Supplied text:
==============================

As goes the humble cardboard box, so goes the economy

Box factories are folding, a worrying sign for the outlook.

5/15/25 12:49PM

As the astute economic observers of the Gray Lady recently noted, the recessionary impact of President Trump’s tariff blitz is everywhere — except the actual economic data. Recent numbers on consumption, unemployment, and corporate spending have all held up pretty well.

But many seem to think it’s coming. Data out today on industrial production as well as retail sales were a bit weak. And for one industry traditionally considered a leading indicator worth watching, the trade-related downturn seems to be clearly here.

Privately held Georgia-Pacific, a subsidiary of Koch Industries, announced yesterday that it would be closing a cardboard box factory near Atlanta, costing 535 people their jobs. That announcement followed late April news from publicly traded box maker Smurfit Westrock that it was closing box factories in St. Paul, Minnesota, and Forney, Texas, along with some mills in Germany, resulting in 650 jobs lost. International Paper and Grief, two other big box makers, have recently announced mill closures in Red River, Louisiana, and Fitchburg, Maine, respectively.

==============================

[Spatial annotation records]
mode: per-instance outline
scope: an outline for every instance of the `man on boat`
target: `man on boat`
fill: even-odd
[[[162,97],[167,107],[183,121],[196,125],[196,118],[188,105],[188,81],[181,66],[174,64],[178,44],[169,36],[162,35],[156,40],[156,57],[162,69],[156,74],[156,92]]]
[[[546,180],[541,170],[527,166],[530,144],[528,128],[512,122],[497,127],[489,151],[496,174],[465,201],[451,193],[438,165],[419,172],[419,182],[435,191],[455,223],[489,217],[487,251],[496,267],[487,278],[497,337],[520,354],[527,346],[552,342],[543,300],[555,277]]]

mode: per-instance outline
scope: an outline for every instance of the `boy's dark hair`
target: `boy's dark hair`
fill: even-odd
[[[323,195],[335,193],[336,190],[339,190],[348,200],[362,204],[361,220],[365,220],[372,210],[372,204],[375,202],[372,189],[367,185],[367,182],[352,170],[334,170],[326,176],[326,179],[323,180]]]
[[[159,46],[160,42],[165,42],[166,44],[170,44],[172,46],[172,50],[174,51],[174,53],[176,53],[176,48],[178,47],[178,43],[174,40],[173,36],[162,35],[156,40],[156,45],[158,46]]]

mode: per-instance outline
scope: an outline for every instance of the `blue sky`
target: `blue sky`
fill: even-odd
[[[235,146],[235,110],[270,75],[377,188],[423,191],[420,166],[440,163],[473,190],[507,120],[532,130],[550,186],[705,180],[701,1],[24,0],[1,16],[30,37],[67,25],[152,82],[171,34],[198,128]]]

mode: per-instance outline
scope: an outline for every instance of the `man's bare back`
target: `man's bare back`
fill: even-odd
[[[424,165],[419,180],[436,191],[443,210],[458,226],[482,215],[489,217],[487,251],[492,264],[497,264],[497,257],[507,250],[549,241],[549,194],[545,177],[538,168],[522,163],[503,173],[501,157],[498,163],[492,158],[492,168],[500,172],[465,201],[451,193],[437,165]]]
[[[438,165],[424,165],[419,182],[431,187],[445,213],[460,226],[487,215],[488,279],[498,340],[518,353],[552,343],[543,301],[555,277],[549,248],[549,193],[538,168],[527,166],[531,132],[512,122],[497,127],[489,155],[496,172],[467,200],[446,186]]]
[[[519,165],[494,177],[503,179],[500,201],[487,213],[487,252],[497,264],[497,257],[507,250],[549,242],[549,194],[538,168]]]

==============================

Parts of the exercise:
(1) Summarize the article on cardboard box factories in two sentences.
(2) List the kinds of recent numbers that the cardboard box article says have all held up pretty well.
(3) According to the cardboard box article, how many people will lose their jobs when Georgia-Pacific closes its factory near Atlanta?
The records aren't needed for any of this work.

Task results:
(1) Although recent economic data on consumption, unemployment, and corporate spending have held up despite President Trump's tariffs, the cardboard box industry, traditionally considered a leading indicator, seems to be clearly experiencing a trade-related downturn. Georgia-Pacific announced it would close a box factory near Atlanta, costing 535 jobs, following Smurfit Westrock's late-April news of closures that cut 650 jobs, while other big box makers have recently announced mill closures.

(2)
- Consumption
- Unemployment
- Corporate spending

(3) 535 people.